▶ WORK INSTRUCTIONS:
Turn every line of the rows below into a Markdown table with two columns, Number and Content, giving each line its own number and leaving out blank lines.

==================================================

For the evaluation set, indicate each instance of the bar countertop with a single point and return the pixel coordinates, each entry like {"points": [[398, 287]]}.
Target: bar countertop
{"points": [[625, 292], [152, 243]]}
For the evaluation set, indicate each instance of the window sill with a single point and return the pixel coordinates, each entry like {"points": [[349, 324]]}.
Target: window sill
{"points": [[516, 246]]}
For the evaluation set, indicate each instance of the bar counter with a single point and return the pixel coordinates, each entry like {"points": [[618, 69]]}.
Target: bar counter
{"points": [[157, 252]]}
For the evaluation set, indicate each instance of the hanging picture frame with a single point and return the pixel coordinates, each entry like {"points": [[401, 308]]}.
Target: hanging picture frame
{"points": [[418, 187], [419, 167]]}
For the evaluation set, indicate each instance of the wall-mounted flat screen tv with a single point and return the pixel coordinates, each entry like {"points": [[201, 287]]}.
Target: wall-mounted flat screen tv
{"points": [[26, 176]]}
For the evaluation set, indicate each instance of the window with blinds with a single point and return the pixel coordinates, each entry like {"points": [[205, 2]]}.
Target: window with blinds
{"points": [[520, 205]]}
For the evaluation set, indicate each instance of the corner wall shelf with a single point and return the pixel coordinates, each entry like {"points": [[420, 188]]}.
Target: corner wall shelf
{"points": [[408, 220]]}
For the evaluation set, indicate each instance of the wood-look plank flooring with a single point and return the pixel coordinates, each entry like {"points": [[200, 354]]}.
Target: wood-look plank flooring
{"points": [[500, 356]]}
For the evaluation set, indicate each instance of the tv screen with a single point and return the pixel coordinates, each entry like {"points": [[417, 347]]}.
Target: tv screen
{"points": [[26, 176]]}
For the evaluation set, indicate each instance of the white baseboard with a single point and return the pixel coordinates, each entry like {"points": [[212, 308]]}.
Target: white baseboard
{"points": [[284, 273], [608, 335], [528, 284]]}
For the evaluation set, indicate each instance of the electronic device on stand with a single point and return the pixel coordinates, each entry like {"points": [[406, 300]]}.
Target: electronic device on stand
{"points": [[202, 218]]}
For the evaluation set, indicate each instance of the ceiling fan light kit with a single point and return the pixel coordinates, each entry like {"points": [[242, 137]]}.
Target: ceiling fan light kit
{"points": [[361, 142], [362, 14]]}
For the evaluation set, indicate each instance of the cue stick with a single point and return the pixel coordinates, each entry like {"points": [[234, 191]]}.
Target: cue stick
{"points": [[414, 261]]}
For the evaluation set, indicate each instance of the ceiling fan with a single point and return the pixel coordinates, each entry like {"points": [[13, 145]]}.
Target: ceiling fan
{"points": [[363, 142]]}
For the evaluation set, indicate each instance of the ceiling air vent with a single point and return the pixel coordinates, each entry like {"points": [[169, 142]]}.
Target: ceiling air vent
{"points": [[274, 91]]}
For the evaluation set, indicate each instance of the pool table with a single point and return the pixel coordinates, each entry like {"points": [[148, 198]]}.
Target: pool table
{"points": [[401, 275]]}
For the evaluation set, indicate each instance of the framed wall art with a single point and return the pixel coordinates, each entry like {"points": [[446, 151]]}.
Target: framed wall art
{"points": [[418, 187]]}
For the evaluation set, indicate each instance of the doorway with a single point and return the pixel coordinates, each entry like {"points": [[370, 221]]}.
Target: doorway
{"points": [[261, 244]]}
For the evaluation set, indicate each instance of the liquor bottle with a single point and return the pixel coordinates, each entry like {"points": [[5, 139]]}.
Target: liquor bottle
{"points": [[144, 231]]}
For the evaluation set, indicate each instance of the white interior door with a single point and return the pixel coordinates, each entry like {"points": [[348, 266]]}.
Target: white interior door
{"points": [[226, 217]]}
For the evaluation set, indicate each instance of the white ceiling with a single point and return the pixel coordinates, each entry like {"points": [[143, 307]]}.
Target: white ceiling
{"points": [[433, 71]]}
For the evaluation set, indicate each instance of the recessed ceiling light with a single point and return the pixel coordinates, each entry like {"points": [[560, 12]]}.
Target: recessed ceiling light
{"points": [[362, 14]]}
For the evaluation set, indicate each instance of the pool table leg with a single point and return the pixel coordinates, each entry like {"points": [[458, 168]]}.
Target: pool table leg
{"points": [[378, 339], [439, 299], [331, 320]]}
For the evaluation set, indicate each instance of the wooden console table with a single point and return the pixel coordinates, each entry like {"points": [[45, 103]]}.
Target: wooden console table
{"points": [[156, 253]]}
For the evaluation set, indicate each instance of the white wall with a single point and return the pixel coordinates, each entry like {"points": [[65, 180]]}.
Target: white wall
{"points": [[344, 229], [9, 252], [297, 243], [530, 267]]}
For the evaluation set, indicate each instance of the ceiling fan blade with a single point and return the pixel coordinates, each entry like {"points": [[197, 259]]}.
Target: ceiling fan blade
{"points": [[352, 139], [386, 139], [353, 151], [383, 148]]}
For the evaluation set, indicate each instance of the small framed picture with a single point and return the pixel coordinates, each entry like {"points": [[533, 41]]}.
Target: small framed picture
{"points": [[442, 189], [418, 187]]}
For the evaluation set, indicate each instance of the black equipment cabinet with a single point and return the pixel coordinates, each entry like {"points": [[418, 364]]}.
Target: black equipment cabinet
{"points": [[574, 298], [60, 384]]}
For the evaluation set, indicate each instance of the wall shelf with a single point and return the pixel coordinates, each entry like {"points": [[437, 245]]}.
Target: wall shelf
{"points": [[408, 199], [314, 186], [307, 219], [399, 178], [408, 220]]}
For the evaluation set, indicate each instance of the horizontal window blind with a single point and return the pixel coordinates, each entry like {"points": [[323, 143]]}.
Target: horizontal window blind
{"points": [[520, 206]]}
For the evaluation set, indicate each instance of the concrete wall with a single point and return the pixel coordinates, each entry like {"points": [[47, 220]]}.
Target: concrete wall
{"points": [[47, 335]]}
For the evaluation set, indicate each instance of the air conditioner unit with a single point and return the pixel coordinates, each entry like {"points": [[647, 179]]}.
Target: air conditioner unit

==================================================

▶ TASK ANSWER:
| Number | Content |
|---|---|
| 1 | For the evaluation set, indicate each instance of the bar countertop with a single point and return the pixel coordinates, each entry like {"points": [[398, 287]]}. |
| 2 | Target: bar countertop |
| 3 | {"points": [[625, 292], [152, 243]]} |
| 4 | For the evaluation set, indicate each instance of the window sill with a single point and return the pixel coordinates, each entry like {"points": [[349, 324]]}. |
| 5 | Target: window sill |
| 6 | {"points": [[516, 246]]} |
| 7 | For the evaluation set, indicate each instance of the bar counter with a single point and return the pixel coordinates, each entry like {"points": [[618, 69]]}. |
| 8 | Target: bar counter |
| 9 | {"points": [[157, 252]]} |
| 10 | For the evaluation set, indicate each instance of the hanging picture frame with a single point and return the pixel coordinates, each entry like {"points": [[401, 308]]}. |
| 11 | Target: hanging picture frame |
| 12 | {"points": [[418, 187], [419, 167]]} |
| 13 | For the evaluation set, indicate each instance of the wall-mounted flat screen tv with a single point and return the pixel coordinates, each entry like {"points": [[201, 287]]}. |
| 14 | Target: wall-mounted flat screen tv |
| 15 | {"points": [[26, 176]]} |
| 16 | For the evaluation set, indicate each instance of the window with blinds with a single point and return the pixel coordinates, each entry like {"points": [[205, 2]]}. |
| 17 | Target: window with blinds |
| 18 | {"points": [[520, 205]]} |
| 19 | For the evaluation set, indicate each instance of the corner wall shelf with a single point and return the pixel coordinates, each entry like {"points": [[420, 188]]}. |
| 20 | Target: corner wall shelf |
| 21 | {"points": [[408, 220]]} |
| 22 | For the evaluation set, indicate each instance of the wood-look plank flooring with a single point and return the pixel coordinates, each entry like {"points": [[200, 354]]}. |
| 23 | Target: wood-look plank flooring |
| 24 | {"points": [[500, 356]]} |
| 25 | For the evaluation set, indicate each instance of the tv screen with a single point and return the pixel coordinates, each entry like {"points": [[417, 347]]}. |
| 26 | Target: tv screen |
| 27 | {"points": [[26, 176]]} |
| 28 | For the evaluation set, indicate each instance of the white baseboard with a single point and return the pixel coordinates, each entry like {"points": [[212, 308]]}. |
| 29 | Target: white baseboard |
| 30 | {"points": [[284, 273], [608, 335], [528, 284]]} |
| 31 | For the evaluation set, indicate each instance of the electronic device on stand with a single point and return the pixel coordinates, each entry like {"points": [[406, 300]]}. |
| 32 | Target: electronic device on stand |
| 33 | {"points": [[202, 218]]} |
| 34 | For the evaluation set, indicate each instance of the ceiling fan light kit with a single point and return the pixel coordinates, each entry like {"points": [[242, 137]]}. |
| 35 | Target: ceiling fan light kit |
| 36 | {"points": [[361, 142], [362, 14]]} |
| 37 | For the evaluation set, indicate each instance of the cue stick with a single point and return the pixel coordinates, each entry like {"points": [[234, 191]]}. |
| 38 | Target: cue stick |
| 39 | {"points": [[414, 261]]} |
| 40 | For the evaluation set, indicate each instance of the ceiling fan with a single point and return the pixel coordinates, each entry like {"points": [[13, 145]]}. |
| 41 | Target: ceiling fan |
| 42 | {"points": [[363, 142]]} |
| 43 | For the evaluation set, indicate each instance of the ceiling air vent with a single point and return the pixel coordinates, each entry like {"points": [[169, 142]]}. |
| 44 | Target: ceiling air vent |
| 45 | {"points": [[274, 91]]} |
| 46 | For the evaluation set, indicate each instance of the pool table with a single point and return the pixel coordinates, each entry like {"points": [[148, 198]]}. |
| 47 | Target: pool table |
| 48 | {"points": [[401, 275]]} |
| 49 | For the evaluation set, indicate each instance of the framed wall art with a single point and return the pixel coordinates, each entry like {"points": [[446, 151]]}. |
| 50 | Target: framed wall art |
| 51 | {"points": [[418, 187]]} |
| 52 | For the evaluation set, indicate each instance of the doorway with a single point and return the pixel coordinates, each entry like {"points": [[370, 221]]}. |
| 53 | Target: doorway |
| 54 | {"points": [[261, 244]]} |
| 55 | For the evaluation set, indicate each instance of the liquor bottle with a single point and return the pixel coordinates, each entry like {"points": [[5, 139]]}. |
| 56 | Target: liquor bottle |
| 57 | {"points": [[144, 231]]} |
| 58 | For the evaluation set, indicate each instance of the white interior door with a single point and return the pixel coordinates, each entry like {"points": [[348, 266]]}. |
| 59 | Target: white interior door |
| 60 | {"points": [[226, 217]]} |
| 61 | For the evaluation set, indicate each instance of the white ceiling with a single point and return the pixel coordinates, each entry like {"points": [[143, 307]]}. |
| 62 | Target: white ceiling |
| 63 | {"points": [[433, 71]]} |
| 64 | For the evaluation set, indicate each instance of the recessed ceiling light with a single point and return the pixel coordinates, each entry like {"points": [[560, 12]]}. |
| 65 | Target: recessed ceiling light |
| 66 | {"points": [[362, 14]]} |
| 67 | For the evaluation set, indicate each instance of the pool table leg with a single point and return the pixel coordinates, each entry like {"points": [[458, 168]]}. |
| 68 | Target: pool table leg |
| 69 | {"points": [[378, 339], [439, 299], [331, 320]]} |
| 70 | For the evaluation set, indicate each instance of the wooden console table with a single point and return the pixel coordinates, each entry like {"points": [[45, 103]]}. |
| 71 | Target: wooden console table |
| 72 | {"points": [[156, 253]]} |
| 73 | For the evaluation set, indicate each instance of the white wall with a single point and return the pixel coordinates, each entry like {"points": [[65, 180]]}. |
| 74 | Target: white wall |
| 75 | {"points": [[344, 229], [9, 252], [297, 243], [530, 267]]} |
| 76 | For the evaluation set, indicate each instance of the ceiling fan blade with a single point and return the pixel coordinates, each entry like {"points": [[197, 259]]}. |
| 77 | Target: ceiling fan blade |
| 78 | {"points": [[352, 139], [386, 139], [353, 151], [383, 148]]} |
| 79 | For the evaluation set, indicate each instance of the small framed picture with a single point and return the pixel coordinates, each entry like {"points": [[533, 41]]}. |
| 80 | Target: small framed picture |
| 81 | {"points": [[442, 189], [418, 187]]} |
| 82 | For the evaluation set, indicate each instance of the black equipment cabinet with a single point and return the pixel coordinates, each entry like {"points": [[418, 364]]}. |
| 83 | Target: black equipment cabinet |
| 84 | {"points": [[574, 298], [60, 384]]} |
| 85 | For the evaluation set, indicate each instance of the wall shelf with a single point and return the pixel coordinates, each entry like {"points": [[437, 245]]}. |
| 86 | Target: wall shelf |
| 87 | {"points": [[408, 199], [314, 186], [307, 219], [399, 178], [408, 220]]} |
| 88 | For the evaluation set, indicate each instance of the horizontal window blind with a single point and return the pixel coordinates, each entry like {"points": [[323, 143]]}. |
| 89 | Target: horizontal window blind |
| 90 | {"points": [[520, 206]]} |
| 91 | For the evaluation set, indicate each instance of the concrete wall with a single point and return the pixel coordinates, each entry like {"points": [[47, 220]]}. |
| 92 | Target: concrete wall |
| 93 | {"points": [[47, 335]]} |
| 94 | For the evaluation set, indicate each instance of the air conditioner unit with a single point and return the pixel coordinates, each entry like {"points": [[647, 179]]}. |
| 95 | Target: air conditioner unit |